§ THE PROBLEM
Give the entries again exactly. Skip the pictures.

::: DATA TO EXAMINE :::

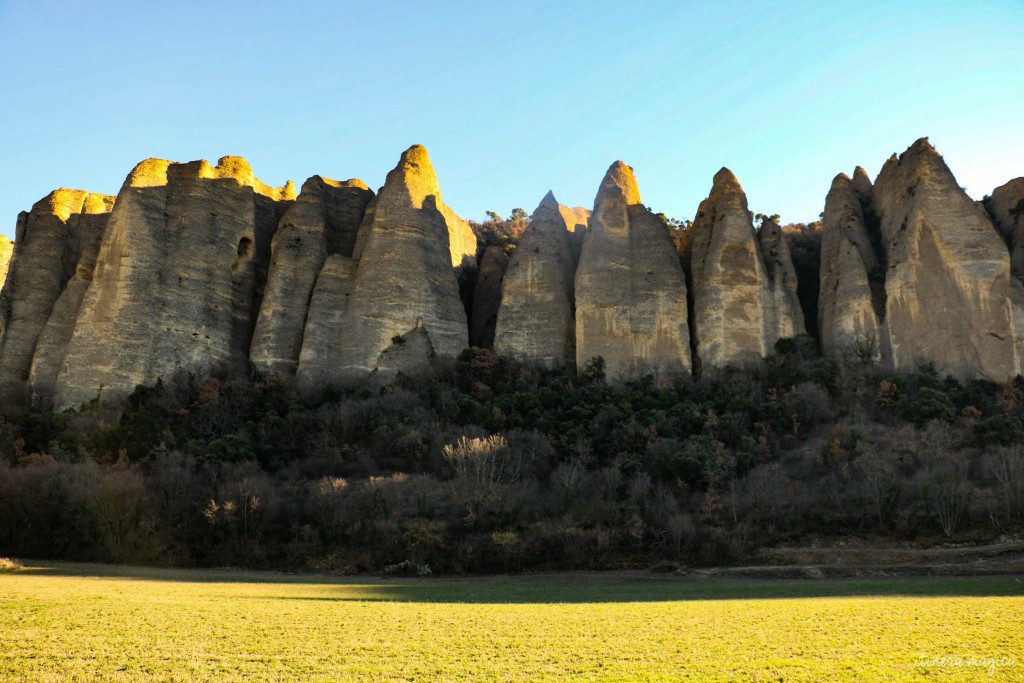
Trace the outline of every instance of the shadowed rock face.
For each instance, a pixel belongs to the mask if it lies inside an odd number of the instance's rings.
[[[757,361],[803,329],[789,249],[778,226],[765,230],[759,239],[736,176],[726,168],[715,174],[686,246],[695,347],[705,366]]]
[[[571,228],[567,222],[572,220]],[[494,350],[502,356],[545,367],[574,364],[576,258],[572,236],[582,229],[577,216],[548,192],[505,272]]]
[[[612,379],[690,368],[686,281],[665,224],[636,178],[612,164],[576,270],[576,365],[601,356]]]
[[[757,231],[757,244],[771,287],[771,296],[767,297],[767,318],[774,330],[770,334],[779,339],[803,333],[804,314],[796,291],[796,268],[789,253],[789,242],[779,224],[766,220]]]
[[[450,236],[461,225],[451,215],[441,201],[427,150],[410,147],[368,208],[354,250],[358,265],[350,281],[338,282],[347,296],[342,289],[327,292],[329,282],[317,285],[318,291],[325,290],[320,299],[344,300],[344,309],[335,308],[325,318],[314,293],[299,356],[300,379],[357,379],[386,371],[390,366],[380,365],[381,354],[419,328],[429,347],[417,343],[417,348],[442,357],[466,348],[469,327],[453,267],[462,258],[456,259],[450,246]],[[472,241],[475,253],[475,237]],[[335,326],[335,334],[316,331],[328,325]],[[409,367],[407,361],[403,358],[402,367]]]
[[[1010,249],[1010,272],[1024,281],[1024,178],[992,190],[986,207]]]
[[[179,369],[244,364],[270,240],[294,187],[239,157],[149,159],[125,180],[58,370],[55,404],[117,399]]]
[[[313,176],[274,234],[270,272],[249,358],[262,372],[293,375],[317,275],[329,254],[352,256],[367,205],[361,180]]]
[[[88,269],[95,258],[113,203],[113,197],[60,189],[18,217],[13,262],[0,294],[0,387],[24,386],[28,380],[40,335],[69,280],[78,278],[79,261]],[[71,302],[57,307],[54,323],[74,324],[75,310]],[[49,347],[57,339],[47,335],[43,341],[44,356],[63,355],[63,349]]]
[[[882,298],[873,298],[871,277],[881,273],[864,216],[864,206],[870,201],[870,181],[864,185],[862,180],[860,187],[866,188],[867,194],[840,174],[832,181],[825,200],[818,323],[826,355],[859,350],[877,360],[879,314],[885,310],[885,294],[883,288]]]
[[[318,378],[336,378],[342,358],[337,341],[345,332],[348,299],[356,277],[356,262],[335,254],[320,269],[309,301],[299,353],[299,377],[310,383]]]
[[[496,246],[487,247],[480,257],[480,273],[473,290],[473,310],[469,320],[469,343],[472,346],[494,348],[494,327],[508,263],[508,256]]]
[[[1019,372],[1024,292],[1006,245],[927,139],[886,162],[872,195],[888,258],[883,357],[961,378]]]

:::

§ RESPONSE AREA
Trace the outline of every instance of the shadowed rock face.
For each instance, a pixel belongs to the mask if it lies inside an odd number of the instance's rings.
[[[757,361],[803,329],[789,249],[778,226],[765,230],[759,239],[736,176],[726,168],[715,174],[686,246],[695,347],[705,366]]]
[[[571,228],[567,222],[572,220]],[[494,350],[502,356],[545,367],[574,364],[576,258],[572,236],[582,229],[577,216],[548,192],[505,272]]]
[[[612,379],[690,368],[686,281],[665,224],[636,178],[612,164],[576,270],[576,365],[601,356]]]
[[[757,231],[757,244],[771,287],[771,296],[767,297],[767,318],[774,330],[770,334],[779,339],[803,333],[804,314],[796,291],[796,268],[789,253],[789,242],[779,224],[766,220]]]
[[[450,236],[461,225],[451,215],[441,201],[427,150],[410,147],[368,208],[354,250],[358,265],[350,281],[338,282],[347,296],[342,289],[327,292],[329,282],[317,285],[318,291],[325,290],[320,299],[344,300],[344,309],[335,308],[325,318],[314,293],[299,356],[300,379],[357,379],[386,371],[390,366],[380,365],[381,354],[419,328],[429,347],[417,343],[417,348],[442,357],[466,348],[469,327],[453,267],[462,258],[456,259],[450,246]],[[472,241],[475,253],[475,237]],[[335,326],[335,334],[316,331],[328,325]],[[409,367],[407,361],[403,358],[402,367]]]
[[[1010,249],[1010,272],[1024,281],[1024,178],[992,190],[986,207]]]
[[[179,369],[244,364],[270,240],[294,187],[239,157],[149,159],[125,180],[58,370],[55,404],[117,399]]]
[[[313,176],[274,234],[270,272],[249,358],[262,372],[293,375],[317,275],[329,254],[352,256],[367,205],[361,180]]]
[[[88,269],[95,258],[113,203],[113,197],[60,189],[18,217],[13,262],[0,294],[0,387],[24,386],[28,380],[40,335],[69,280],[78,278],[79,261]],[[71,302],[57,307],[54,323],[74,324],[75,310]],[[49,347],[57,339],[47,335],[43,341],[44,356],[63,355],[63,349]]]
[[[882,298],[873,298],[871,277],[881,273],[864,216],[864,206],[870,201],[870,181],[864,185],[862,180],[860,187],[866,188],[867,194],[840,174],[832,181],[825,200],[818,323],[826,355],[859,350],[877,360],[879,314],[885,310],[885,294],[883,288]]]
[[[318,378],[336,378],[342,358],[337,341],[345,332],[348,299],[356,277],[356,262],[335,254],[320,269],[309,301],[299,353],[299,377],[310,383]]]
[[[496,246],[487,247],[480,257],[480,273],[473,290],[473,310],[469,320],[469,343],[472,346],[494,348],[494,327],[508,263],[508,256]]]
[[[1019,372],[1024,292],[1006,245],[927,139],[886,162],[872,195],[888,258],[883,357],[961,378]]]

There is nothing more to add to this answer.